■ **Passage**:
»»
I have created two layers of the neural network and have one output. Let me how to show briefly about the code above:

We use TensorFlow, batch_size is the size of data that will train to model, we have 2 of tf.placeholder(tf.float32) one is image and one is a label.

Note: if we train large data to model it will more accuracy, less of data will have less of accuracy.

But it will use a large of memory too.

So, now I will train the model with 500 images each time (batch_size = 500).

Note: To train data to machine we will use sigmoid function : z = w.x +b. reference : http://neuralnetworksanddeeplearning.com/

Now we start to optimize by reducing cost.

COST is normal have algebra: cost = 0.5(label — prediction)²

optimizer = tf.train.AdamOptimizer(0.01).minimize(cost)

Rate default is 0.01

In this code I use 100 epoch and 2 iteration (my dataset have 1000 images and train 500 each time).

NOTE: Model should train more images and train more epoch to get more accuracy.
««
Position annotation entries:
»»
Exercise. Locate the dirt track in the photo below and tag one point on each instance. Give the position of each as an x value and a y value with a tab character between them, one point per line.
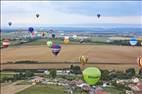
70	53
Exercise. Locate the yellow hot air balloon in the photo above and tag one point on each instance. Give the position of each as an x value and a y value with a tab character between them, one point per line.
139	61
83	60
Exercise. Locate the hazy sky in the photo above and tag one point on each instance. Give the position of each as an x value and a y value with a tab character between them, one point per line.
71	12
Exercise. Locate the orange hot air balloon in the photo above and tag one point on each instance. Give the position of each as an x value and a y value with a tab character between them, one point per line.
66	40
139	61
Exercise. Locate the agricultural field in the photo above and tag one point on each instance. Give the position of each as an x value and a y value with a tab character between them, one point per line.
108	56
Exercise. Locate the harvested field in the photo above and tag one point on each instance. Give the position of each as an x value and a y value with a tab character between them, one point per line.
98	55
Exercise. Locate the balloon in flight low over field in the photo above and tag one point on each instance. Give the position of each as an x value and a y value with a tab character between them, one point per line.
49	44
133	41
91	75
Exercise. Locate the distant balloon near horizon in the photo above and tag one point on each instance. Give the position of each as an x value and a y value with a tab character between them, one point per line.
98	15
9	23
37	15
49	43
133	41
91	75
53	35
139	61
56	49
31	29
83	60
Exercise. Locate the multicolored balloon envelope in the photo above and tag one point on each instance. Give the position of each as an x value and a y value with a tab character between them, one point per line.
53	35
98	15
66	40
133	41
139	61
49	44
56	49
83	60
91	75
9	23
6	43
««
■ **Parts of the exercise**:
[1] Rewrite the paragraph of the passage beginning "In this code I use" as a short list, keeping its main facts.
[2] According to the passage, what value is given to tf.train.AdamOptimizer?
[3] In the passage, rename "model" to "network" in everything from "We use TensorFlow, batch_size" down to "less of accuracy.".

■ **Worked answers**:
[1]
- Epochs: 100
- Iterations: 2
- Dataset size: 1000 images
- Images trained each time: 500

[2] 0.01

[3]
We use TensorFlow, batch_size is the size of data that will train to network, we have 2 of tf.placeholder(tf.float32) one is image and one is a label.

Note: if we train large data to network it will more accuracy, less of data will have less of accuracy.